▶ **What this task involves**:
Find every line in the material below that contains the word "building" and copy each of those lines. Matches must have the same case.

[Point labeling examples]
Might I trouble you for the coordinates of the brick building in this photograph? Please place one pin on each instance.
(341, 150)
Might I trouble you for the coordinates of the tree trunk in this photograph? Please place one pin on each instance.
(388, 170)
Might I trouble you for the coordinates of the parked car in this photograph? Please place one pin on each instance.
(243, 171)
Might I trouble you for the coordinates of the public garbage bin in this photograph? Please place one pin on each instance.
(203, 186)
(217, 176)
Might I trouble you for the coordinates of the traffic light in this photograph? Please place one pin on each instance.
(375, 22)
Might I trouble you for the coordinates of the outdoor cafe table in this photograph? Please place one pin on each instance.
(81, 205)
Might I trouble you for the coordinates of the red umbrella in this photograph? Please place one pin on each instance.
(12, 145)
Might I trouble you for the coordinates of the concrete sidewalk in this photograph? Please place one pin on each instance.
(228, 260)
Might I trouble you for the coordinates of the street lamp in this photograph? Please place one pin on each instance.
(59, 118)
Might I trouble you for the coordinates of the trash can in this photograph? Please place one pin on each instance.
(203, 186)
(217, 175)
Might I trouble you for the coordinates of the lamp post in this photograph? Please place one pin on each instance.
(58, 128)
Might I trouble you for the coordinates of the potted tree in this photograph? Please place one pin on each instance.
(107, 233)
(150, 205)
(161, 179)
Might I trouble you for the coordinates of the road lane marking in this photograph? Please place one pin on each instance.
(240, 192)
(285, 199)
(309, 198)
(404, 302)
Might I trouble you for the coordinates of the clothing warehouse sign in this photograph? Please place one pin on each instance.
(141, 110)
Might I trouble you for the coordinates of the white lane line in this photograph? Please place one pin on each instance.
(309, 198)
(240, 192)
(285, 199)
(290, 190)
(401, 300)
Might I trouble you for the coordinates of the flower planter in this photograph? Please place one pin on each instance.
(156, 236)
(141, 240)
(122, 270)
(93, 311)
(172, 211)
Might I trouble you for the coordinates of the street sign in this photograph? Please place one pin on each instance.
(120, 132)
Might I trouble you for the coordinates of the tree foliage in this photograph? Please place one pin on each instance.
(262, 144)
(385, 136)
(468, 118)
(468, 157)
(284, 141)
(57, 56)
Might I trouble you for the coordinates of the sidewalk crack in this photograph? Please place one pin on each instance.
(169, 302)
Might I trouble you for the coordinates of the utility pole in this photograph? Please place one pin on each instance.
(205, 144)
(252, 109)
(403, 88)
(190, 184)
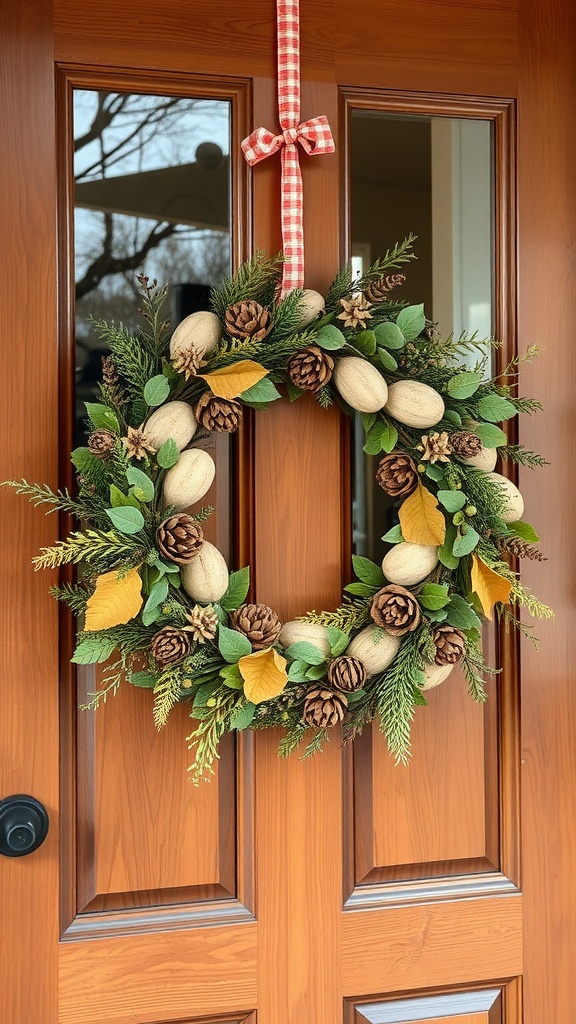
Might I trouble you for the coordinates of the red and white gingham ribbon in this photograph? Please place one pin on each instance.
(314, 135)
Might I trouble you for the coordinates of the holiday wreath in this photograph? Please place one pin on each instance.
(151, 589)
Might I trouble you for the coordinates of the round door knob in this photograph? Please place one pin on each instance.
(24, 825)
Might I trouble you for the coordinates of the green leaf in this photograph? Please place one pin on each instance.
(260, 392)
(494, 408)
(464, 384)
(490, 435)
(453, 501)
(141, 483)
(461, 614)
(168, 455)
(242, 716)
(465, 543)
(238, 587)
(127, 519)
(304, 651)
(92, 650)
(525, 530)
(389, 335)
(233, 645)
(411, 322)
(386, 359)
(394, 536)
(330, 338)
(388, 436)
(103, 417)
(156, 390)
(367, 570)
(337, 639)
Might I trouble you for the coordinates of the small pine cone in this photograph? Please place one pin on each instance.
(377, 291)
(464, 444)
(311, 369)
(323, 709)
(258, 623)
(346, 674)
(101, 442)
(398, 474)
(220, 415)
(169, 646)
(396, 610)
(179, 538)
(450, 645)
(247, 320)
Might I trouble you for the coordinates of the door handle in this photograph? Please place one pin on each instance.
(24, 825)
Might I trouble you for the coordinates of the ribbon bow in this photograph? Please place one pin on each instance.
(315, 136)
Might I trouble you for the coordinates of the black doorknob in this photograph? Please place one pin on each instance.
(24, 825)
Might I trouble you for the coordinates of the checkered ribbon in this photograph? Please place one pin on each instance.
(314, 135)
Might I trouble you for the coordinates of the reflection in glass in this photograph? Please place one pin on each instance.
(432, 176)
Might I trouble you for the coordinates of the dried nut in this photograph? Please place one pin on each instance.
(414, 403)
(375, 648)
(189, 480)
(361, 384)
(175, 420)
(515, 501)
(409, 563)
(435, 675)
(206, 578)
(294, 632)
(200, 333)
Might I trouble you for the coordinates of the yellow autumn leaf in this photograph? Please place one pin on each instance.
(263, 674)
(232, 381)
(114, 601)
(420, 518)
(489, 586)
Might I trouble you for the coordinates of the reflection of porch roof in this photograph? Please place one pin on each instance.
(189, 194)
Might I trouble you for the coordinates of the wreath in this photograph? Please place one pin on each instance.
(157, 600)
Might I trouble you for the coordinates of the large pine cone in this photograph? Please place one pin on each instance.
(258, 623)
(247, 320)
(324, 709)
(216, 414)
(396, 610)
(346, 674)
(465, 444)
(450, 645)
(311, 369)
(398, 474)
(378, 290)
(101, 442)
(169, 646)
(179, 538)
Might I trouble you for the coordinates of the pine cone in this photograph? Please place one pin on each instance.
(396, 610)
(258, 623)
(311, 369)
(450, 645)
(346, 674)
(377, 291)
(169, 646)
(465, 444)
(398, 474)
(324, 709)
(100, 442)
(179, 538)
(216, 414)
(247, 320)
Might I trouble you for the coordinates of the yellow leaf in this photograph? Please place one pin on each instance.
(420, 519)
(232, 381)
(489, 586)
(263, 674)
(114, 600)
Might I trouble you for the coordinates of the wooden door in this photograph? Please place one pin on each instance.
(338, 888)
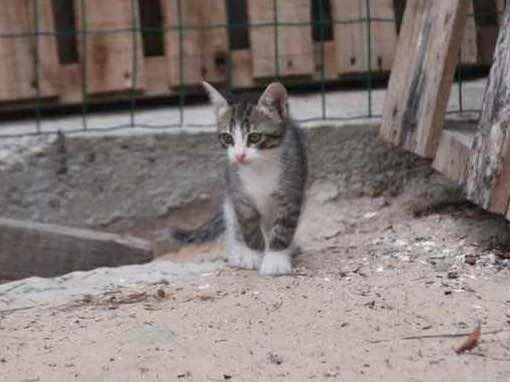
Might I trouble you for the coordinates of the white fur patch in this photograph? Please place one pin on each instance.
(239, 255)
(276, 263)
(260, 179)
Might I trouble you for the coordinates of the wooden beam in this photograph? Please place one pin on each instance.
(469, 47)
(292, 44)
(486, 17)
(109, 49)
(422, 74)
(454, 151)
(242, 68)
(198, 28)
(351, 35)
(325, 60)
(488, 181)
(21, 71)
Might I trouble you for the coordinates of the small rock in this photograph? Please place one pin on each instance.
(452, 275)
(275, 358)
(324, 191)
(470, 259)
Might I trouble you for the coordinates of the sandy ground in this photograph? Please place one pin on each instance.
(380, 292)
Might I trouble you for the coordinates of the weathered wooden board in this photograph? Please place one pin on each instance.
(24, 75)
(242, 68)
(286, 50)
(197, 28)
(47, 250)
(454, 151)
(488, 180)
(351, 35)
(487, 20)
(325, 60)
(112, 53)
(157, 76)
(469, 47)
(422, 74)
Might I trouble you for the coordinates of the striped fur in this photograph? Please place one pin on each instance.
(266, 178)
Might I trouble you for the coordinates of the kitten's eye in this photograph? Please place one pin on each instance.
(226, 138)
(254, 137)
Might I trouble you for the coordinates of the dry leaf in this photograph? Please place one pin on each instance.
(470, 342)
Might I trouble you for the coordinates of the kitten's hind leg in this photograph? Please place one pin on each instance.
(278, 258)
(245, 246)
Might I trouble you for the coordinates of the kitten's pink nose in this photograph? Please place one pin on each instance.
(241, 157)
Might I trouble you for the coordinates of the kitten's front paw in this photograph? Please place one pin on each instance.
(276, 263)
(244, 257)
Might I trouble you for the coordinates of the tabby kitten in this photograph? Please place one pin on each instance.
(265, 176)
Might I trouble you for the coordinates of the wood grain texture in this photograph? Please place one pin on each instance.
(198, 29)
(110, 48)
(422, 74)
(23, 74)
(242, 68)
(325, 60)
(293, 45)
(488, 181)
(454, 151)
(351, 35)
(469, 46)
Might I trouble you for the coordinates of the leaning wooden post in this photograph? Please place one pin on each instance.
(488, 175)
(422, 74)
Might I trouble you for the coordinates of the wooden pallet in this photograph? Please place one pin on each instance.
(92, 50)
(476, 157)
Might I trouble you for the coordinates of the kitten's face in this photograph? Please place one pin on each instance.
(249, 131)
(246, 133)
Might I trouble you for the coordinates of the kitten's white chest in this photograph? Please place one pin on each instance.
(260, 180)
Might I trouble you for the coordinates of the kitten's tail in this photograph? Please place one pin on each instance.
(207, 232)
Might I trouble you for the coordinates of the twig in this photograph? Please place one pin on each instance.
(428, 336)
(12, 310)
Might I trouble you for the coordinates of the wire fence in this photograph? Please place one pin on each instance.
(148, 49)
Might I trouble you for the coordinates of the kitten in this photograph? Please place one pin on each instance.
(266, 175)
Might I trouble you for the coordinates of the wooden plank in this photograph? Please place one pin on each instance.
(468, 48)
(204, 41)
(108, 51)
(242, 68)
(351, 35)
(157, 76)
(486, 17)
(48, 250)
(422, 74)
(328, 49)
(500, 5)
(19, 75)
(292, 44)
(488, 181)
(454, 151)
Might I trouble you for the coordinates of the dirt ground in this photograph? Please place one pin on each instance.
(381, 292)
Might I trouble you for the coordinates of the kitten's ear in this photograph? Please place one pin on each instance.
(215, 96)
(274, 100)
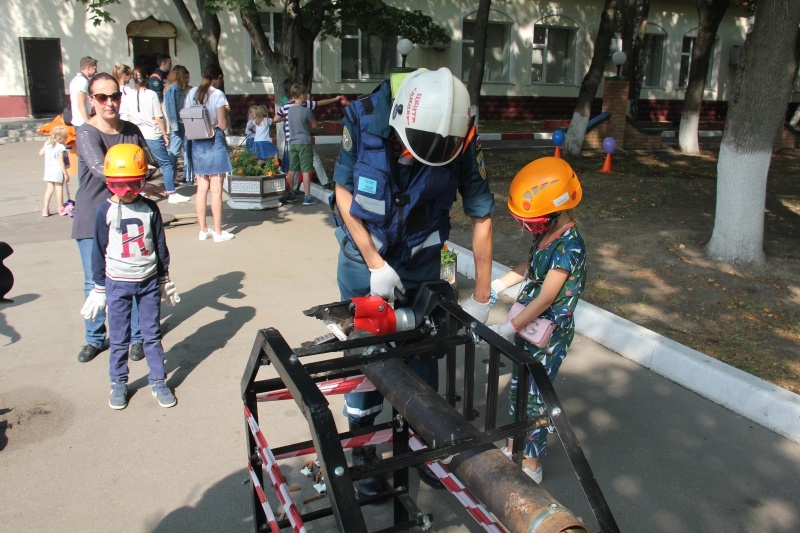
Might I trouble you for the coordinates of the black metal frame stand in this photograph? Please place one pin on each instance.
(445, 327)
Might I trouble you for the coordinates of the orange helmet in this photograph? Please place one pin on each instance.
(125, 167)
(544, 186)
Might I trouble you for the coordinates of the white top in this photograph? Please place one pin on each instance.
(215, 100)
(79, 84)
(262, 130)
(143, 108)
(52, 168)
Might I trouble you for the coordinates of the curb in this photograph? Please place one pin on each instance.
(753, 398)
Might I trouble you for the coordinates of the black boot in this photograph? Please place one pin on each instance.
(365, 456)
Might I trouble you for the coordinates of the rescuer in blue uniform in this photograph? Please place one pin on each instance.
(402, 159)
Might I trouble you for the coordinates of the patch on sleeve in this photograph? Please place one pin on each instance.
(347, 140)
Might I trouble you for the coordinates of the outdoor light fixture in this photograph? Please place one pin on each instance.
(404, 47)
(619, 59)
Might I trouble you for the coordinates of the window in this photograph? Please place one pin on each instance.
(366, 56)
(273, 28)
(653, 50)
(497, 63)
(553, 51)
(686, 63)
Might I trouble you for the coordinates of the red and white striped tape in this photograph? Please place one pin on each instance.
(273, 524)
(377, 437)
(476, 509)
(278, 481)
(333, 386)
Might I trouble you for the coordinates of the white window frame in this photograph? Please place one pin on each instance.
(713, 62)
(654, 30)
(358, 38)
(555, 22)
(496, 18)
(251, 53)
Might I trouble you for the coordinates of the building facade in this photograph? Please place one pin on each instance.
(536, 56)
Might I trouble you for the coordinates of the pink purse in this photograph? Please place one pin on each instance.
(537, 332)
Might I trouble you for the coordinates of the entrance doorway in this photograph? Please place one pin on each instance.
(147, 49)
(44, 77)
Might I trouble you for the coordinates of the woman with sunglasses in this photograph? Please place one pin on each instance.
(144, 110)
(541, 197)
(104, 130)
(210, 159)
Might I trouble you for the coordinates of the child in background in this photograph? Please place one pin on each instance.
(264, 148)
(249, 137)
(301, 151)
(55, 170)
(540, 198)
(130, 262)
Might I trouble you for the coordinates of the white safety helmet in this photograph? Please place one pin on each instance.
(431, 114)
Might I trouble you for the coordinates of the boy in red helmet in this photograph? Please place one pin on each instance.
(130, 261)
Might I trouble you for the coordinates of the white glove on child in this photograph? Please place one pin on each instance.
(95, 302)
(506, 330)
(478, 310)
(383, 281)
(168, 292)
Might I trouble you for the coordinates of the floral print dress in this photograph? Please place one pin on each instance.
(567, 252)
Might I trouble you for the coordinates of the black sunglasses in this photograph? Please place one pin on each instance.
(103, 98)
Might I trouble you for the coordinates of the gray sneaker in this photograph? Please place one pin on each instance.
(119, 395)
(162, 393)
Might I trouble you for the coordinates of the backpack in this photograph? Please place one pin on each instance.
(196, 122)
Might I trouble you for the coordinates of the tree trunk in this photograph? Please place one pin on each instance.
(756, 112)
(636, 59)
(206, 38)
(709, 16)
(479, 58)
(591, 81)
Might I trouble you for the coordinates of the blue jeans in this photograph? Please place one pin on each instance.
(96, 329)
(122, 298)
(162, 157)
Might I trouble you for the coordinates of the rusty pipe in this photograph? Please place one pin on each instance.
(517, 501)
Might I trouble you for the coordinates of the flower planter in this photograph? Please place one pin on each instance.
(255, 192)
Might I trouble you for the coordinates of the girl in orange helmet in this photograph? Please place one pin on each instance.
(541, 197)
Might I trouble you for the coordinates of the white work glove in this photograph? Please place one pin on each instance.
(497, 287)
(477, 310)
(168, 291)
(383, 281)
(95, 302)
(506, 330)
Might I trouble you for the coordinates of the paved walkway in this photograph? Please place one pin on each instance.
(667, 459)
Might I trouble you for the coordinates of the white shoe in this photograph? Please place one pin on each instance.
(535, 475)
(224, 236)
(177, 198)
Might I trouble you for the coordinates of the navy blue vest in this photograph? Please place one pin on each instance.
(409, 224)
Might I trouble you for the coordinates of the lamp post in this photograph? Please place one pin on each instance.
(619, 59)
(404, 47)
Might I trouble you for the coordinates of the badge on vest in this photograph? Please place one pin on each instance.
(367, 185)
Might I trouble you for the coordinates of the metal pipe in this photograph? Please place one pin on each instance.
(517, 501)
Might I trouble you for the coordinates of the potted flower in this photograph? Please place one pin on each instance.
(448, 268)
(254, 183)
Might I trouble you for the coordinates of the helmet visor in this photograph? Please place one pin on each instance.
(535, 224)
(432, 148)
(125, 187)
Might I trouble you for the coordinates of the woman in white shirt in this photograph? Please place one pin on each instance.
(210, 159)
(144, 110)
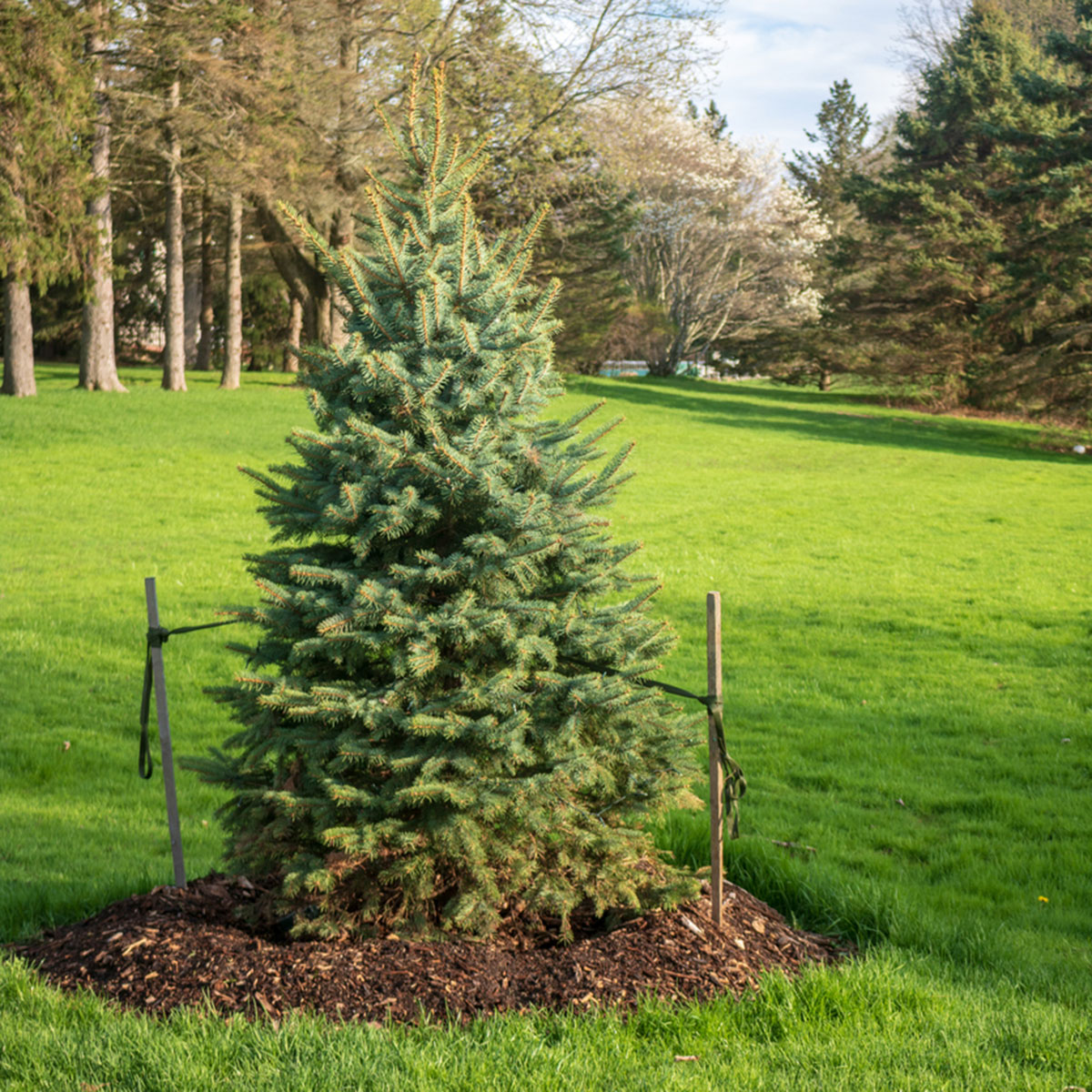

▶ **The completed task**:
Might I trouble you for the coordinates of the brick building in this photograph? Please place one pin on each instance.
Might I trouble you for the coordinates of the building facade in this photograph? Please place one pin on each instance.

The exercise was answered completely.